▶ **YOUR OBJECTIVE**
Report each line in the records below that contains the word "green", copying every such line in full. Case counts when matching.

⁂

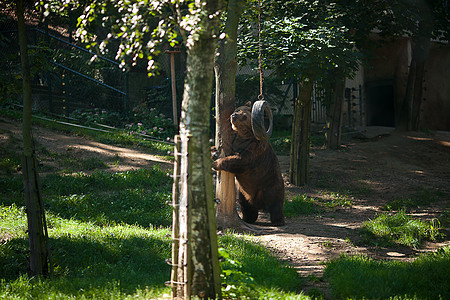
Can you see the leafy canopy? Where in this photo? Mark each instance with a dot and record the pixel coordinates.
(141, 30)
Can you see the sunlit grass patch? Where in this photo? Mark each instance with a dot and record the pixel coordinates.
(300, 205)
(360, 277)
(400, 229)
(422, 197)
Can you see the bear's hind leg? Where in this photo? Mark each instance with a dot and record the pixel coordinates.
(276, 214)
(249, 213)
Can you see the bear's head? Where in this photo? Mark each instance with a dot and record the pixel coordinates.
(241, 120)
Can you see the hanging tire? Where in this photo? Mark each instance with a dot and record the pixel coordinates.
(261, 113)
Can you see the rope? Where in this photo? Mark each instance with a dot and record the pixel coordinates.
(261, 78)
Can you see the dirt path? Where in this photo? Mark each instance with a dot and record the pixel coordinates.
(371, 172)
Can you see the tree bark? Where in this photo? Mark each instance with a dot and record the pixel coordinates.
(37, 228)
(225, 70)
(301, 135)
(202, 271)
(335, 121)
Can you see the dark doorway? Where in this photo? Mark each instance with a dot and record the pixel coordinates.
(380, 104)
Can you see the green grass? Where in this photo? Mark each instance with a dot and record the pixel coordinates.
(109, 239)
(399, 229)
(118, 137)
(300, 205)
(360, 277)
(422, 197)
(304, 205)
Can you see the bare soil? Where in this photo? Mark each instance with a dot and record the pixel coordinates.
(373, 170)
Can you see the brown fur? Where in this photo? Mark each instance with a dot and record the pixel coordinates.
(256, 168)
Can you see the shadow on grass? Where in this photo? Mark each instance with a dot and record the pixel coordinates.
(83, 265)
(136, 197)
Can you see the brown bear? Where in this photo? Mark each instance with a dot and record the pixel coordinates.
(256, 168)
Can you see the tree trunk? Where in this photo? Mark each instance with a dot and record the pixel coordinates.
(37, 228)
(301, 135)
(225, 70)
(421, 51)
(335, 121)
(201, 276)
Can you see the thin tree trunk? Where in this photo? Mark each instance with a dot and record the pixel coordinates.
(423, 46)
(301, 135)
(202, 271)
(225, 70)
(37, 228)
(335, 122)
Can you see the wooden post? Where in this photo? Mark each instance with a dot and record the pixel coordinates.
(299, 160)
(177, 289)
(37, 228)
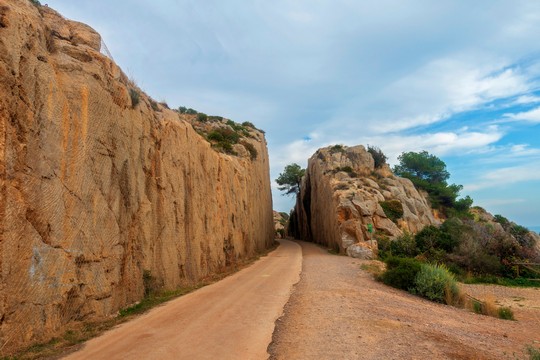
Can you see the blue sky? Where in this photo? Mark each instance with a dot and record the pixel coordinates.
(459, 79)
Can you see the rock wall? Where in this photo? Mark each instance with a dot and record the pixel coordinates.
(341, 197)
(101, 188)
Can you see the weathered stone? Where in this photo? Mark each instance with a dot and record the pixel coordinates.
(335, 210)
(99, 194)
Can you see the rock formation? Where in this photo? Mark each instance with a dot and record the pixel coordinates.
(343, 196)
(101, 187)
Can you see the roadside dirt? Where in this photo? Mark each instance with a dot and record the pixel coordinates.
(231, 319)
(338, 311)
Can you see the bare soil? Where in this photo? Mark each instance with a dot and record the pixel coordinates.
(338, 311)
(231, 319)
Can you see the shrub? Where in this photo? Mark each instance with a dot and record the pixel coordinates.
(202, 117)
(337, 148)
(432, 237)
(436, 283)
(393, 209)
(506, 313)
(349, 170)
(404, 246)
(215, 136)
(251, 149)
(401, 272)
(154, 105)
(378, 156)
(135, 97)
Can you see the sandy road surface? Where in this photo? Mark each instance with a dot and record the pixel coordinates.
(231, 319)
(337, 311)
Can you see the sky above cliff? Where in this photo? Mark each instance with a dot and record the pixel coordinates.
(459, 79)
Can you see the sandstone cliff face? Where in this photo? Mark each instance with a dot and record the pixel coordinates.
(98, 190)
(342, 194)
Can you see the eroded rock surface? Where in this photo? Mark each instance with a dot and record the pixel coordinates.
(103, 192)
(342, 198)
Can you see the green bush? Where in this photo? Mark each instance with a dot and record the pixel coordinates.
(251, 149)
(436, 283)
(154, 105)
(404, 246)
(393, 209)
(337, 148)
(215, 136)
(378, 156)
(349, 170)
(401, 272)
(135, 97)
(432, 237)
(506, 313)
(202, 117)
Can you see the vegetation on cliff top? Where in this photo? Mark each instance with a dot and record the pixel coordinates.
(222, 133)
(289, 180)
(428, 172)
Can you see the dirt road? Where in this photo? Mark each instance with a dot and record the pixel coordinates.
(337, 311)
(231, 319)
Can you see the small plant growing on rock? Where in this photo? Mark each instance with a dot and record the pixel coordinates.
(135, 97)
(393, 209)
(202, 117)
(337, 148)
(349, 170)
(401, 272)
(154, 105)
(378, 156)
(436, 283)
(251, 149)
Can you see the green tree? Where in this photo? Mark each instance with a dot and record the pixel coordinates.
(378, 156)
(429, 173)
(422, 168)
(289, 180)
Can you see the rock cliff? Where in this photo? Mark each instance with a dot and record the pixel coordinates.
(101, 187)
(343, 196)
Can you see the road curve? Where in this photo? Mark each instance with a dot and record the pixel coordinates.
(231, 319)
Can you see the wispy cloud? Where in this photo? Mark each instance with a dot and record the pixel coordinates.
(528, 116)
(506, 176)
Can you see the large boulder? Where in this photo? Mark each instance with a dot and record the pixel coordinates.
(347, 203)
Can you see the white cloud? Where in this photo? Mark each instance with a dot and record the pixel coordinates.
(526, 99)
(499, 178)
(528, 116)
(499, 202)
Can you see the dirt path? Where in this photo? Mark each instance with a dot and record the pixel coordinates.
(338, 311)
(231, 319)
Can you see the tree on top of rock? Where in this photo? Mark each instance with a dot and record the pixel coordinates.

⁂

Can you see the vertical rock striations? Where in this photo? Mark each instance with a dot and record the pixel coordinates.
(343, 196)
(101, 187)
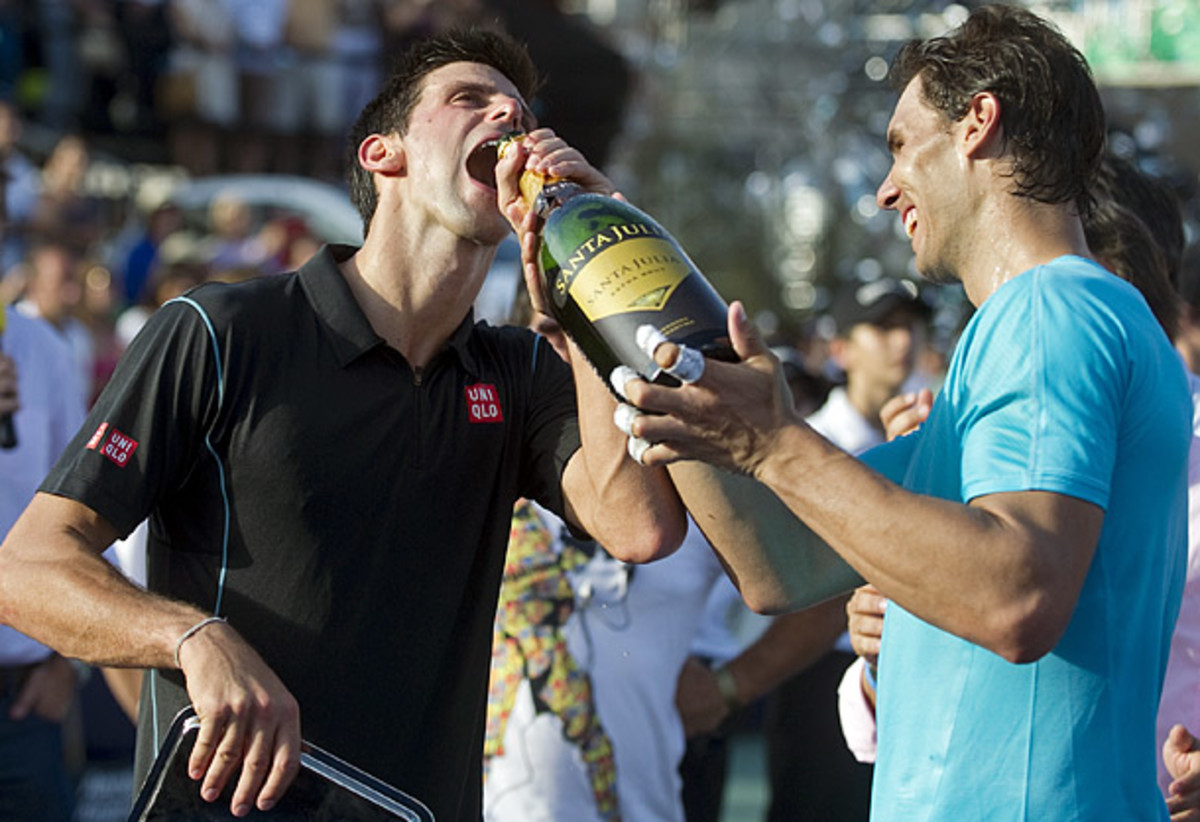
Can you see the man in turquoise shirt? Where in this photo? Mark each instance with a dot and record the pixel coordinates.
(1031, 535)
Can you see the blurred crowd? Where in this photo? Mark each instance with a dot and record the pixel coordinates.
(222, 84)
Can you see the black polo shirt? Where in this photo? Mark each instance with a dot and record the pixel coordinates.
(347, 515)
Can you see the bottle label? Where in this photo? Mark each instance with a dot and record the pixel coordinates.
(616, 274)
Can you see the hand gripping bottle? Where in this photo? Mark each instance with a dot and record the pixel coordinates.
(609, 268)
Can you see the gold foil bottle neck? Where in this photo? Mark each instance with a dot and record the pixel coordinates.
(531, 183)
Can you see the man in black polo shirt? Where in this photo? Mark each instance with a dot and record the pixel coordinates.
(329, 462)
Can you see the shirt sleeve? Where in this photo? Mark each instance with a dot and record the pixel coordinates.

⁂

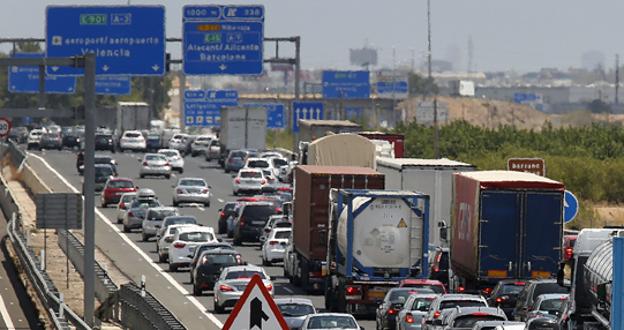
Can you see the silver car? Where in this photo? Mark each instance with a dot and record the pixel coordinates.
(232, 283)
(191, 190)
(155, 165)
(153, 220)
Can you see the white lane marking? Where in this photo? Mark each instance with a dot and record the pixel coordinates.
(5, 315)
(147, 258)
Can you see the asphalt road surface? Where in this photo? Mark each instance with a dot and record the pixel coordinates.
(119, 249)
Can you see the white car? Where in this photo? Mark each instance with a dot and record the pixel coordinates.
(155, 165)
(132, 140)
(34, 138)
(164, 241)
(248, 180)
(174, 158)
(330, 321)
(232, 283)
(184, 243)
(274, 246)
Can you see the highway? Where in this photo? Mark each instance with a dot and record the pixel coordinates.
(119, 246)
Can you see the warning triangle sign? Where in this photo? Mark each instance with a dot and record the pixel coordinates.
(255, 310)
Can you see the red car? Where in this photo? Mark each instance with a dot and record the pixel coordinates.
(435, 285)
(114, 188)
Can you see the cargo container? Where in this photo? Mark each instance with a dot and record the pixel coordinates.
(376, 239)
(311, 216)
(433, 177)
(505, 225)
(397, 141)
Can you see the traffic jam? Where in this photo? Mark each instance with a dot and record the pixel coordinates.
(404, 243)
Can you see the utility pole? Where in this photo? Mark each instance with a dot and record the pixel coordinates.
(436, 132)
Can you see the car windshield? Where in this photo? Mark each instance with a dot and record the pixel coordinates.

⁂

▶ **EXPECTED ANSWER**
Can you see the green grass? Where in this photo? Mark each instance with a dot and record the pixel coordinates.
Can you see the green bush? Where in this photo? Mark each instance with a dot and record the pixel coordinates.
Can you see the green tree? Where in this photo? Mark each instance with a dot and record the pixel coordinates.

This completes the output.